### Records shown
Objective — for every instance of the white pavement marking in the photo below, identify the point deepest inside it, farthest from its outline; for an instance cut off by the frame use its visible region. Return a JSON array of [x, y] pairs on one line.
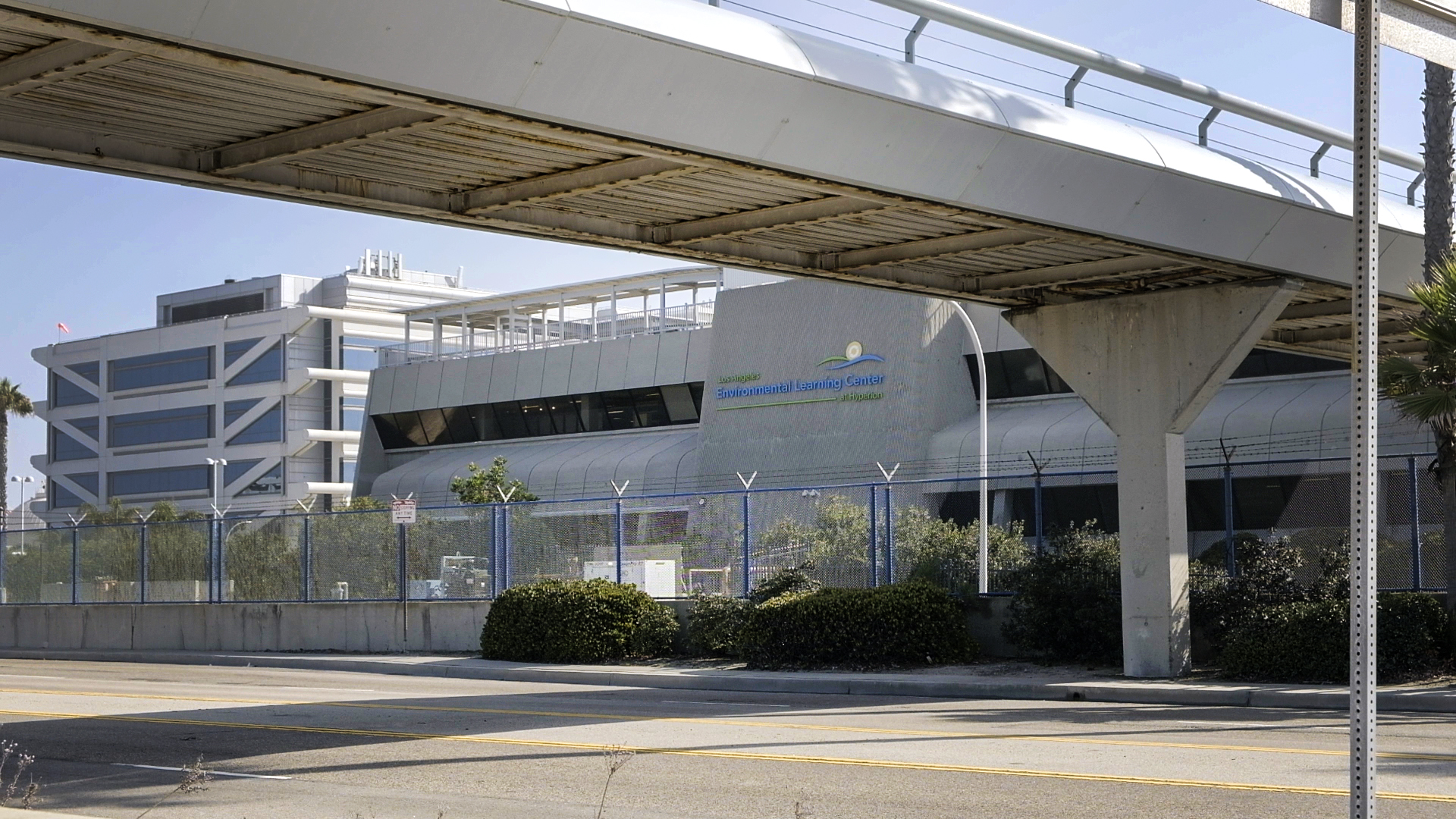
[[212, 773]]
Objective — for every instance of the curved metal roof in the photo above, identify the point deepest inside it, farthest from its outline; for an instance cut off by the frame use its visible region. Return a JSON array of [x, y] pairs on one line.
[[677, 129]]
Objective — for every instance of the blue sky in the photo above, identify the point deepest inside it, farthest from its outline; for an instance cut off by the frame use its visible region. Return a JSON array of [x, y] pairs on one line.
[[93, 249]]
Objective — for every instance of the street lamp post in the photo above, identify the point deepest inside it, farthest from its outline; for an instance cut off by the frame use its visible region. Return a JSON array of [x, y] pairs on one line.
[[22, 480]]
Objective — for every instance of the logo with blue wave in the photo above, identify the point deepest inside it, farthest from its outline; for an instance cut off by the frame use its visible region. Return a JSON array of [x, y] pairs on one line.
[[854, 354]]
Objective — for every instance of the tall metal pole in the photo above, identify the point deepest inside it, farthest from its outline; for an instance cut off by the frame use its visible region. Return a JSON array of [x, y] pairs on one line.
[[1363, 411]]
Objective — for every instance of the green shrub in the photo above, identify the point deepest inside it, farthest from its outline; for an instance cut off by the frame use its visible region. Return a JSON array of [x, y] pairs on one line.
[[714, 626], [1069, 604], [1310, 640], [785, 582], [892, 626], [946, 554], [576, 621]]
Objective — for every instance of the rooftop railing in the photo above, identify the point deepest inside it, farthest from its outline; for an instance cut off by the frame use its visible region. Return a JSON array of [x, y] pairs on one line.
[[536, 333]]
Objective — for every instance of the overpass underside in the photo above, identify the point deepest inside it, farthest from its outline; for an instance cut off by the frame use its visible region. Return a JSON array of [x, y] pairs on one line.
[[88, 98]]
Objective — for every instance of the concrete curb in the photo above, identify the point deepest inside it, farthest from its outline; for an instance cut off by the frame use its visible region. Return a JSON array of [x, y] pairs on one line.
[[1153, 692]]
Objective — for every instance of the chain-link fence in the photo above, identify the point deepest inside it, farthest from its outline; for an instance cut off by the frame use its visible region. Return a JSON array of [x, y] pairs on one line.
[[715, 542]]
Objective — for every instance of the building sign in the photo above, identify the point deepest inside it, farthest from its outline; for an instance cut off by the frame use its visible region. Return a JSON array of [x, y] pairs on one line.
[[402, 510], [821, 390]]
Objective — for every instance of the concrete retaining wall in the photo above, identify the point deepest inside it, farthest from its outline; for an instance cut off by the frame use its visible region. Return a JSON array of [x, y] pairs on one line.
[[376, 627], [248, 627]]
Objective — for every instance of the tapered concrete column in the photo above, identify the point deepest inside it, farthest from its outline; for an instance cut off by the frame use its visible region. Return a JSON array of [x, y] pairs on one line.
[[1147, 365]]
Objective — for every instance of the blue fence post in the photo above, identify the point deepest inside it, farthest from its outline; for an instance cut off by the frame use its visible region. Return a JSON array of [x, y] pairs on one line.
[[495, 551], [1414, 483], [747, 545], [617, 537], [402, 569], [890, 537], [76, 564], [1041, 522], [506, 547], [874, 538], [306, 556], [1229, 558], [142, 569]]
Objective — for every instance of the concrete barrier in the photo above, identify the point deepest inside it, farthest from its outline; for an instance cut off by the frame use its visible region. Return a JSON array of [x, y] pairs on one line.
[[373, 627]]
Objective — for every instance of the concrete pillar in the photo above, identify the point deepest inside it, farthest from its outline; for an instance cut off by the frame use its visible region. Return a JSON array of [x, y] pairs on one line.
[[1147, 365]]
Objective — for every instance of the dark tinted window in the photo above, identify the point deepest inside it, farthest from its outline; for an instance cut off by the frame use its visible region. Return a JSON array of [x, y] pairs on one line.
[[538, 417], [66, 447], [249, 303], [268, 428], [235, 350], [86, 482], [235, 410], [89, 371], [89, 426], [178, 366], [265, 368], [61, 497], [237, 469], [66, 394], [184, 423], [159, 482]]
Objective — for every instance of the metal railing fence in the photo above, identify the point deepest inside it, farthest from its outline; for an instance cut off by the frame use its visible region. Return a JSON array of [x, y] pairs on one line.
[[674, 545]]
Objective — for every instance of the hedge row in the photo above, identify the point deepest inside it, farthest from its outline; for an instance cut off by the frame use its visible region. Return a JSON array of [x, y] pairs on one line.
[[892, 626], [577, 621]]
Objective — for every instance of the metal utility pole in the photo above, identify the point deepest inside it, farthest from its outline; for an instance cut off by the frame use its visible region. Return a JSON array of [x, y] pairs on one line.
[[1363, 410]]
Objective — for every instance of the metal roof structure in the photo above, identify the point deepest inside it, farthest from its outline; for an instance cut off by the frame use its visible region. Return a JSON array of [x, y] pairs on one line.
[[682, 130]]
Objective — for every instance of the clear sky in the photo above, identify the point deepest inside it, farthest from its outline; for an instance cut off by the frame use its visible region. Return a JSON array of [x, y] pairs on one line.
[[93, 249]]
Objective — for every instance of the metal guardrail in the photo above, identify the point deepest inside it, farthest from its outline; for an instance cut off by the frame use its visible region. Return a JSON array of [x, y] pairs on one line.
[[1103, 63]]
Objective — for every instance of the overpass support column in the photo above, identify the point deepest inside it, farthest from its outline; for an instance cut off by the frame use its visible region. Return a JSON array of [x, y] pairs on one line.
[[1147, 365]]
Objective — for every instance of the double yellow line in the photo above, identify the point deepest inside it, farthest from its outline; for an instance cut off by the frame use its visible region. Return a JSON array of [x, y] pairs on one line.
[[748, 723], [756, 757]]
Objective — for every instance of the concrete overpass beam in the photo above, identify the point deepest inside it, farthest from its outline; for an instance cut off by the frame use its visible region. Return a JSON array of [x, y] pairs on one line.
[[1147, 365]]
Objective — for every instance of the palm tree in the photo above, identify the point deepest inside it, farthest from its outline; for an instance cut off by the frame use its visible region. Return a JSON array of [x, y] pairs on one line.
[[12, 403], [1426, 391]]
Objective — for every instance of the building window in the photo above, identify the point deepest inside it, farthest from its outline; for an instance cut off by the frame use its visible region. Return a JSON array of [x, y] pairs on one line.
[[61, 497], [249, 303], [268, 428], [66, 394], [66, 447], [235, 469], [178, 366], [265, 368], [91, 428], [267, 484], [235, 350], [174, 480], [184, 423], [539, 417], [89, 371], [235, 410], [351, 414], [86, 482]]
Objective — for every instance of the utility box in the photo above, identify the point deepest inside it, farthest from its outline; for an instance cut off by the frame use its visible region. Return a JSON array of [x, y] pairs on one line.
[[657, 577]]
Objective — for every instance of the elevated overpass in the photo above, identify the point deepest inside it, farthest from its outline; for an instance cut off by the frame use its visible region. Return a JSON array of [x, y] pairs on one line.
[[1144, 267]]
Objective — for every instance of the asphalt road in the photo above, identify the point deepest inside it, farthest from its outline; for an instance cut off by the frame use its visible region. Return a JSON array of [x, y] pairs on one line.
[[109, 738]]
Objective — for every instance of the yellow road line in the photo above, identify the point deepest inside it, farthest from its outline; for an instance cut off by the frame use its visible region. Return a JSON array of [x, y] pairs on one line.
[[756, 757], [750, 723]]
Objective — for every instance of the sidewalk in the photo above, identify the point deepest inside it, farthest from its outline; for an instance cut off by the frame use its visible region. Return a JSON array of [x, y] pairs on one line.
[[963, 682]]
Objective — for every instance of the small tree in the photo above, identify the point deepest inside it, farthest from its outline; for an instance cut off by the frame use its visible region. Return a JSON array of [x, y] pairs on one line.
[[12, 403], [490, 485], [1426, 391]]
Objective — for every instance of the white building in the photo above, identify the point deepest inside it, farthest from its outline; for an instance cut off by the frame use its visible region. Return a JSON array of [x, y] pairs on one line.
[[268, 375]]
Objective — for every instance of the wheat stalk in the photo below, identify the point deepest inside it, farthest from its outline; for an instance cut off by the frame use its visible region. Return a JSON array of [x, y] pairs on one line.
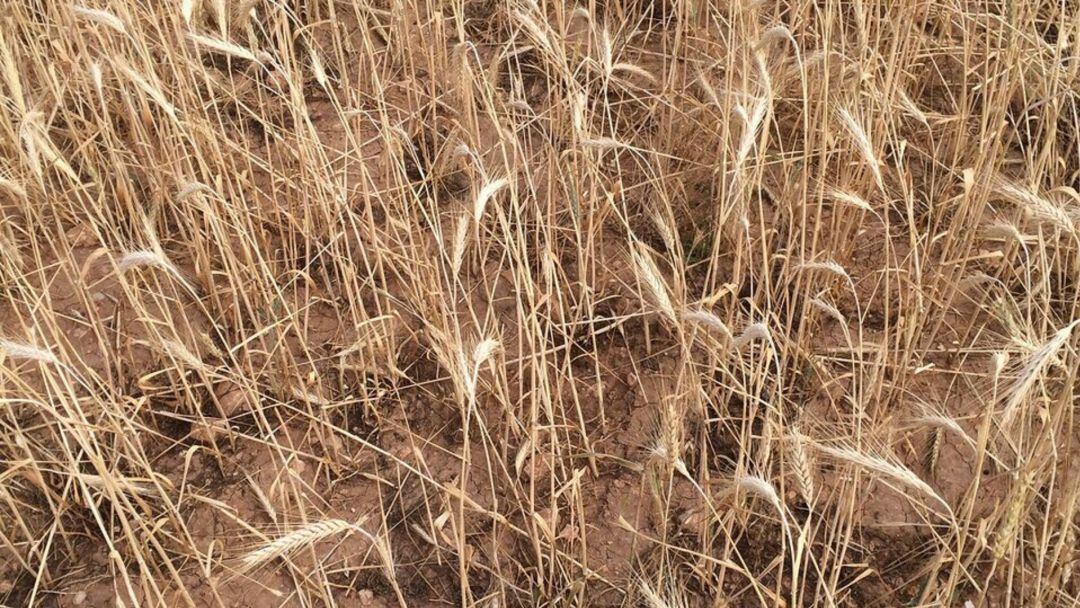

### Problem details
When the line containing "Objective — for every instance of the small" has been located, retype it and each line after it through the end of the records, excluding the pictures and adding nothing else.

### Result of this exercise
Objective — for every instance of the small tree in the photo above, identify the point deepest inside it, farthest from its outline; for an instance cut off by the frame use its visible region. Return a JSON array of [x, y] pairs on one line.
[[12, 403], [490, 485], [1426, 391]]
Objective — for every instance of the white building in the photo above, identify the point deepest inside it, farthest from its outline; for an instance cut off by the frame use its visible region. Return a JSON array of [x, y] pairs on one line.
[[268, 375]]
Objective — for every instance of the wheat stalk in the photo below, identify the point deepest inside it, farthest from its outline; for an instance cut off by the frame use its visible region. Return a JSON array of [x, y] pairs on one line.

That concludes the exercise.